[PROVIDED RECORDS start]

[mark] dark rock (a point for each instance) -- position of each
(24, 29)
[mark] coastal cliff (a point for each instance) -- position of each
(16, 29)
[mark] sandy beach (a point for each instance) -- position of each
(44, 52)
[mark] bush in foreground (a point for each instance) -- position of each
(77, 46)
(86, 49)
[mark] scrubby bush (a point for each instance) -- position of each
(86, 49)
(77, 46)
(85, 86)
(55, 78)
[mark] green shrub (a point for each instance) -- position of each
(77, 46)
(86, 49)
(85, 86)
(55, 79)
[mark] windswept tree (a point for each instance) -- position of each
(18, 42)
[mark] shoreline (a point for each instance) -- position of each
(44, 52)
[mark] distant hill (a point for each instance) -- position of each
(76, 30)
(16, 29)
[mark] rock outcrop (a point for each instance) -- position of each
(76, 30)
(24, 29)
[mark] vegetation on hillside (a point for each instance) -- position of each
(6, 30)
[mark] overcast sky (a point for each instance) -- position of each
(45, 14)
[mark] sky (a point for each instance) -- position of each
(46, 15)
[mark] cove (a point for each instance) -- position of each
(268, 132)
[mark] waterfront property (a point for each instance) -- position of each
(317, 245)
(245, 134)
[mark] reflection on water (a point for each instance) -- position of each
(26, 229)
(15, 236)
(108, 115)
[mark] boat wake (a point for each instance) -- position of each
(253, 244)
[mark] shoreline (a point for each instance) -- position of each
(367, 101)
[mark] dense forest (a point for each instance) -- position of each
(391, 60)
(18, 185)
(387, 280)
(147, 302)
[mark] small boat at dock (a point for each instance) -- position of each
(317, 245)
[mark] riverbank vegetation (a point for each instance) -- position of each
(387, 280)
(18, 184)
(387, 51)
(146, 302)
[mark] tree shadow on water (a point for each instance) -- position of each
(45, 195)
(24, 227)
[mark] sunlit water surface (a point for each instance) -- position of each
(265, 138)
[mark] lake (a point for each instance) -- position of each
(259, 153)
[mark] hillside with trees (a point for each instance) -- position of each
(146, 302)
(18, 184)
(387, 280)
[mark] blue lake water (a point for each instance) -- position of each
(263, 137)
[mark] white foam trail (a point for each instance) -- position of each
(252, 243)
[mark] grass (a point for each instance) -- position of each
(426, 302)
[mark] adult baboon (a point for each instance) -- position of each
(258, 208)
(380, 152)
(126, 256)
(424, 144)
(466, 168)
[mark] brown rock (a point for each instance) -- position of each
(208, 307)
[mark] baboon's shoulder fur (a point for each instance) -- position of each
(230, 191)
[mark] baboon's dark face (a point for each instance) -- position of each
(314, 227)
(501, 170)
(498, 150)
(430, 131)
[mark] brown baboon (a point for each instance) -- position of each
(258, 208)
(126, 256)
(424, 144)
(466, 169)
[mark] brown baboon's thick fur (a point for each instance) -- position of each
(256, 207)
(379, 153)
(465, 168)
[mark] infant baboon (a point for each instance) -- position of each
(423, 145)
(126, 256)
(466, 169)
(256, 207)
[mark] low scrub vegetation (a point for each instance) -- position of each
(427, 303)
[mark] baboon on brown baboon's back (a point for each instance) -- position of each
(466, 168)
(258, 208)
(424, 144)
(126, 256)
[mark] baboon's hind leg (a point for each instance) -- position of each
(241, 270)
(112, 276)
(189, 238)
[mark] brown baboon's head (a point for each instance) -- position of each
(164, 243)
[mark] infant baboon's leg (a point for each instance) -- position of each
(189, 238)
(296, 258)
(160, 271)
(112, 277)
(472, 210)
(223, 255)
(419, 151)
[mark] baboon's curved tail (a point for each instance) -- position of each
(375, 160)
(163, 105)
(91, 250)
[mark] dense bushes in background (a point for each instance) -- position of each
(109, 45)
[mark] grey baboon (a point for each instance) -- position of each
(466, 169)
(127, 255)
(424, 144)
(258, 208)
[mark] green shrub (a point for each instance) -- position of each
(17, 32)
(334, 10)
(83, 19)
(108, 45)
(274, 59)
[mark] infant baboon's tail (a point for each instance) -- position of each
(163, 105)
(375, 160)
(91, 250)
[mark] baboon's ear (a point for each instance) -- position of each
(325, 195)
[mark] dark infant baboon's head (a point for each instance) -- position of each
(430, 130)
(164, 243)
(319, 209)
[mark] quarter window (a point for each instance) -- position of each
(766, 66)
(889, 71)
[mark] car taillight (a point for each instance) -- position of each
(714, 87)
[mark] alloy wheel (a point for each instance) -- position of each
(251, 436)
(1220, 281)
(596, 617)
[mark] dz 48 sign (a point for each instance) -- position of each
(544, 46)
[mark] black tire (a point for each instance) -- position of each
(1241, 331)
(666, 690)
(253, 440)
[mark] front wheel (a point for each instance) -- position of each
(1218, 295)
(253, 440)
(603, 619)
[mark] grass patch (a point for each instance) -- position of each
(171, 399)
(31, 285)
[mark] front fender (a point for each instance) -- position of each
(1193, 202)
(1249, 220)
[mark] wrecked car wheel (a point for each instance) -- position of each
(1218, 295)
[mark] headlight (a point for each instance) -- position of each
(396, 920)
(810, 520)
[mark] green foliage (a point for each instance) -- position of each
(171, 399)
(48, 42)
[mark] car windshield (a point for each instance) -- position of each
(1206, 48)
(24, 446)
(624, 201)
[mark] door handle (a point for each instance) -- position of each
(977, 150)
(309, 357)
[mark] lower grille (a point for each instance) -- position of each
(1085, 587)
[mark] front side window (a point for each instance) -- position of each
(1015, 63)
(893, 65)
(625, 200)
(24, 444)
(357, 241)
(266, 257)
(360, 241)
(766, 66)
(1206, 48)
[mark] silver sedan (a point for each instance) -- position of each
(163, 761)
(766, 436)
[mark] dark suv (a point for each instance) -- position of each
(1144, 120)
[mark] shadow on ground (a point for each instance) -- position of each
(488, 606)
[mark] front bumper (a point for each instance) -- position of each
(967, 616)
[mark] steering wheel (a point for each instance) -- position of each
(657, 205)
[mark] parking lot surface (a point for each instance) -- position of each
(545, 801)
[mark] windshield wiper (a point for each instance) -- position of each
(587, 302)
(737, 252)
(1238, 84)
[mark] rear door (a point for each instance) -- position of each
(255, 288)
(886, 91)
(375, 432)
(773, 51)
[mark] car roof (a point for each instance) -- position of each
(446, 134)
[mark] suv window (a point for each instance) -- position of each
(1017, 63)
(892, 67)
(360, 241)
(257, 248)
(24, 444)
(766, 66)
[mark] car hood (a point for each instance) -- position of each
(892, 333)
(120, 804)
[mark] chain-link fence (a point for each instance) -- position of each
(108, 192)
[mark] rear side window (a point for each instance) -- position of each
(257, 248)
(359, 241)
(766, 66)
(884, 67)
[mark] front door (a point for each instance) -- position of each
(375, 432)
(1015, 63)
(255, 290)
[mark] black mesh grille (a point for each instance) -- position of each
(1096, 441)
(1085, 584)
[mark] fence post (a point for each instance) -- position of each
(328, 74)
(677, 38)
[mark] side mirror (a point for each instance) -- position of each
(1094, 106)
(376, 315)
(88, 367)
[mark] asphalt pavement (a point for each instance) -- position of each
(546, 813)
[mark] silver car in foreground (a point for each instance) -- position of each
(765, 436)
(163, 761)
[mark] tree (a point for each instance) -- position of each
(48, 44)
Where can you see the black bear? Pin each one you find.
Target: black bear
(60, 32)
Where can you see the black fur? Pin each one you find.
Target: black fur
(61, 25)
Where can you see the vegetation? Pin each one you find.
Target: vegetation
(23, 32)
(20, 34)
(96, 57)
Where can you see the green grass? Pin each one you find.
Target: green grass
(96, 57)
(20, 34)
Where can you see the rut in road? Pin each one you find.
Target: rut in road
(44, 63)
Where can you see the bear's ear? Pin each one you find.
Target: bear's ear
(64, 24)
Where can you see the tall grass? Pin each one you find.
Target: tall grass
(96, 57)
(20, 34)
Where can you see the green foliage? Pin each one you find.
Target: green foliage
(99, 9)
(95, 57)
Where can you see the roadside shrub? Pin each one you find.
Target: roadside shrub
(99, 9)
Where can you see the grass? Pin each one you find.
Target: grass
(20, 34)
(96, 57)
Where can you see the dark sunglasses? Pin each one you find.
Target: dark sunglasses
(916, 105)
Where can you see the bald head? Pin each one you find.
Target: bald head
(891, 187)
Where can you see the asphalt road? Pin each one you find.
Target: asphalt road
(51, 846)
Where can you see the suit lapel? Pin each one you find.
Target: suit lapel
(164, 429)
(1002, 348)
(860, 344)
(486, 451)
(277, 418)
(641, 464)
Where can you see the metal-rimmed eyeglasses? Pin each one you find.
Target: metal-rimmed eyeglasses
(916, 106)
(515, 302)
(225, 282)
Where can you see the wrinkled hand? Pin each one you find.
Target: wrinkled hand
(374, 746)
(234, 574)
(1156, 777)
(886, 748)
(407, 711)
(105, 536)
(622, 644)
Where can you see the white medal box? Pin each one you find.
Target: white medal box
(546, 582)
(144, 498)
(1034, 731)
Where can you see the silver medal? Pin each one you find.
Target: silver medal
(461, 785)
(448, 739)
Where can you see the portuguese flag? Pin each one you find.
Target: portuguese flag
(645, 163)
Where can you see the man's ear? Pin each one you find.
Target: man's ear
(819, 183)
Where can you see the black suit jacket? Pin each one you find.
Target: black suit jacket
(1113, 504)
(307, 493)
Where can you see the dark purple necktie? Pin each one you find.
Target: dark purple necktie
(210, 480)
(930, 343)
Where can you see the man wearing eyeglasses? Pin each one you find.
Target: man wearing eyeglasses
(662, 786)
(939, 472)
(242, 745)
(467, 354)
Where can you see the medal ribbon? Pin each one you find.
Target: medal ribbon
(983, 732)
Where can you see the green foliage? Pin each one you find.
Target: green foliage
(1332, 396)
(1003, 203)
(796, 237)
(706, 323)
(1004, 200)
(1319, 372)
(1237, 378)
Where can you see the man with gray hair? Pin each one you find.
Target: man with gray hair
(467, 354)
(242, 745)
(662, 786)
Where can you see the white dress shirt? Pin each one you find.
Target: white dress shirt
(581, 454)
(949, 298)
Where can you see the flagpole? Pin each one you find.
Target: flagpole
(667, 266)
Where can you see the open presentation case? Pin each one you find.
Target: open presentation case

[PROVIDED RECORDS end]

> PROBLEM TO SOLVE:
Quote, without alteration, the final stretch of the entries: the line with "Where can you see the black suit" onward to the last line.

> WRITTEN RESPONSE:
Where can you see the black suit jacket? Pin each one you find.
Target: black suit jacket
(1113, 504)
(307, 493)
Where can you see the dark purple necktie? Pin each one you find.
Target: dark purple necktie
(210, 480)
(930, 343)
Where can you see the man wearing eyeglasses? Pin each one you find.
Target: man wearing eyeglasses
(662, 786)
(939, 472)
(242, 745)
(467, 354)
Where can you see the medal ribbon? Pin each one you find.
Target: medal ribbon
(983, 732)
Where can you see the green foliage? Pin each one you find.
Target: green foliage
(1332, 396)
(1003, 203)
(796, 237)
(706, 323)
(1004, 200)
(1319, 372)
(1237, 378)
Where can you see the man with gray hair? Pin each one you find.
Target: man with gray hair
(467, 354)
(242, 745)
(662, 786)
Where can you see the white dress shirt? Pin each one you find.
Target: white dress shirt
(581, 454)
(949, 298)
Where can you see the flagpole? Pin each one you find.
Target: flagpole
(667, 266)
Where can you see the open presentation case? Pin each one you find.
Target: open presentation case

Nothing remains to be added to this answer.